Document text —

With that in mind, some Democrats have again proposed eliminating the Senate filibuster rule in order to pass the For the People Act with only Democratic support. They’ve attempted to demonize the filibuster and conveniently ignore how it has been critical to protecting the rights of Democrats in the past.

As a reminder, just four short years ago, in 2017 when Republicans held control of the White House and Congress, President Donald Trump was publicly urging Senate Republicans to eliminate the filibuster. Then, it was Senate Democrats who were proudly defending the filibuster. Thirty-three Senate Democrats penned a letter to Sens. Chuck Schumer, D-N.Y. and Mitch McConnell, R-Ky., warning of the perils of eliminating the filibuster.

The letter really didn’t say much of anything beyond meaningless platitudes about the right to debate, which isn’t what’s at stake here. (Most filibusters, including the one likely to stop the FTPA, are procedural measures to stop legislation. There’s no debate involved at all.) But, sure, Democrats who signed that letter and now urging the end of the filibuster now that doing so accrues to their short-term benefit are being hypocritical.

It has been said by much wiser people than me that absolute power corrupts absolutely. Well, what I’ve seen during my time in Washington is that every party in power will always want to exercise absolute power, absolutely. Our founders were wise to see the temptation of absolute power and built in specific checks and balances to force compromise that serves to preserve our fragile democracy. The Senate, its processes and rules, have evolved over time to make absolute power difficult while still delivering solutions to the issues facing our country and I believe that’s the Senate’s best quality.

I share Manchin’s sympathy for this ideal. But, as Steven Taylor (especially) and I have explained ad infinitum, Senate Republicans aren’t interested in compromise. Susan Collins and a couple of others have worked to achieve concessions but, at the end of the day, they’re simply not interested in passing this bill. At the end of the day, then, we have to deal with the filibuster as it has actually operated for going on a quarter-century, not an idealized version of how it would work in a Senate full of Jimmy Stewarts.

Yes, this process can be frustrating and slow. It will force compromises that are not always ideal.

God damn it, Senator. The “compromise” on the table is “Fuck you. We’re not passing any bill that protects voting rights.”

But consider the alternative. Do we really want to live in an America where one party can dictate and demand everything and anything it wants, whenever it wants?

So, we don’t live in that America. Even with fair and honest elections, Democrats aren’t going to consistently win the White House, House, and Senate—especially under the arcane rules, notably the allocation of Senate seats equally among states and the amplification of that via the Electoral College—that privilege Republicans. And that would be especially true if Democrats passed unpopular legislation when they achieved majority control.

I have always said, “If I can’t go home and explain it, I can’t vote for it.” And I cannot explain strictly partisan election reform or blowing up the Senate rules to expedite one party’s agenda.

Honestly, this is pretty easy to explain and you’re a good explainer who is well respected by your constituents.

The truth is there is a better way – if we seek to find it together.

If we were seeking to find the truth together, we wouldn’t be having this conversation. [See also, Steven Taylor’s post “Sinema’s Misunderstanding of the Senate (and of Basic Politics).”]

The Voting Rights Act, for example, was monumental in the fight to guarantee freer and fairer elections in the United States. Since its original passage, it has been reauthorized with overwhelming bipartisan votes five separate times. In addition, there is bipartisan support to pass the latest iteration of this legislation, the rightfully named John Lewis Voting Rights Advancement Act.

What you have to do — Give the passage from the filibuster commentary again, starting at "With that in" and stopping after "eliminating the filibuster.", and swap each "filibuster" for "cloture rule".

Entries provided —

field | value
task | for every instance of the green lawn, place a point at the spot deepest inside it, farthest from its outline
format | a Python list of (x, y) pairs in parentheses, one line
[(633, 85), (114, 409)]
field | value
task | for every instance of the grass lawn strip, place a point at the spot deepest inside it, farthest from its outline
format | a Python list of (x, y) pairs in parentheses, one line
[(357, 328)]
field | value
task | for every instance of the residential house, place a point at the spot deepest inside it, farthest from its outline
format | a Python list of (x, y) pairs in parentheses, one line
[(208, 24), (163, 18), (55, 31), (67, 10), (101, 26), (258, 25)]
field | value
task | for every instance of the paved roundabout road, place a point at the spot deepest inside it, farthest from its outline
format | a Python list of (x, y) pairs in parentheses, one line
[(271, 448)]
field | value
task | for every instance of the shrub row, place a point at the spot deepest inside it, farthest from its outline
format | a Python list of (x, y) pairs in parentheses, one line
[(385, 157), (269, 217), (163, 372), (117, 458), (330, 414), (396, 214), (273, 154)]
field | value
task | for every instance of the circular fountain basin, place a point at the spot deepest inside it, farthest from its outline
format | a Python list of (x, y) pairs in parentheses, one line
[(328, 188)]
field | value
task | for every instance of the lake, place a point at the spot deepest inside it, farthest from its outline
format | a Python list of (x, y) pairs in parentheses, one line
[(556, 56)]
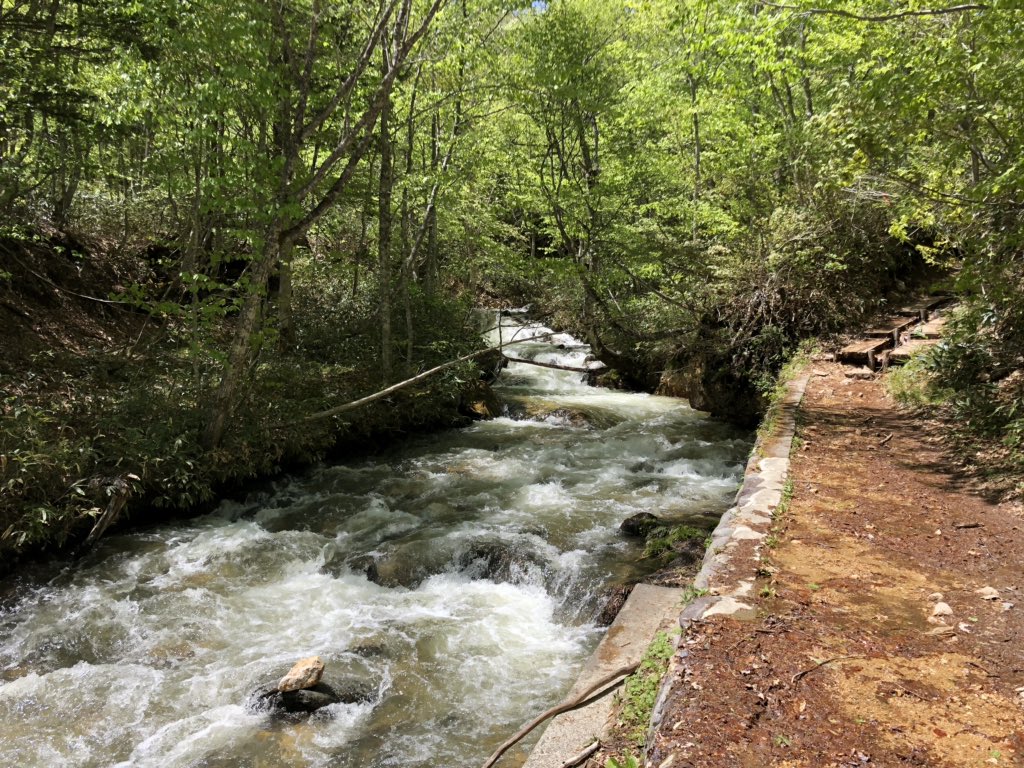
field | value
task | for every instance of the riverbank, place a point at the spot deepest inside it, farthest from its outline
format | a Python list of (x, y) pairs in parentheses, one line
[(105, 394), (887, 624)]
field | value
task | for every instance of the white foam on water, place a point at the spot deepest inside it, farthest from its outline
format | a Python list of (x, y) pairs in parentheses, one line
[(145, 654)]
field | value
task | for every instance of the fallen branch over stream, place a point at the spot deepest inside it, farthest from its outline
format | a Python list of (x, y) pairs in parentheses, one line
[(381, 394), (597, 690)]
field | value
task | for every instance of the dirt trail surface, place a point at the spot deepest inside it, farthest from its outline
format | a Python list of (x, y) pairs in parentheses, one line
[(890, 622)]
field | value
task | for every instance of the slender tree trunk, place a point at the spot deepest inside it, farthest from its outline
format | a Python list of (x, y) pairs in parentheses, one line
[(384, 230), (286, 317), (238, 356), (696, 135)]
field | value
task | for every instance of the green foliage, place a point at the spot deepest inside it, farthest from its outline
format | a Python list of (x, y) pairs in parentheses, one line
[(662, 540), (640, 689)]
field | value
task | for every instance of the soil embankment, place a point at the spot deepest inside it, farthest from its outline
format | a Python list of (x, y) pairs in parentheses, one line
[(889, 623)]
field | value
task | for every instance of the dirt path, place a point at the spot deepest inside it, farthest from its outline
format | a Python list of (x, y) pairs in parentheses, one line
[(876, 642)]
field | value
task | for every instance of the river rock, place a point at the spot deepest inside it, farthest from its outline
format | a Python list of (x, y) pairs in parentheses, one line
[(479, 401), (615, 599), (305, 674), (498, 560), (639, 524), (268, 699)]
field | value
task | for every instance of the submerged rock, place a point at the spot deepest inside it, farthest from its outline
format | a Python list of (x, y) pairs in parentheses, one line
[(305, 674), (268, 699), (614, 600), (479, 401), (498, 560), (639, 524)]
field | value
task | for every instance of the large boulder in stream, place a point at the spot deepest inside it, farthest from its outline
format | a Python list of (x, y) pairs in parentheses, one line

Solved exercise —
With that in mind, some Democrats have again proposed eliminating the Senate cloture rule rule in order to pass the For the People Act with only Democratic support. They’ve attempted to demonize the cloture rule and conveniently ignore how it has been critical to protecting the rights of Democrats in the past.

As a reminder, just four short years ago, in 2017 when Republicans held control of the White House and Congress, President Donald Trump was publicly urging Senate Republicans to eliminate the cloture rule. Then, it was Senate Democrats who were proudly defending the cloture rule. Thirty-three Senate Democrats penned a letter to Sens. Chuck Schumer, D-N.Y. and Mitch McConnell, R-Ky., warning of the perils of eliminating the cloture rule.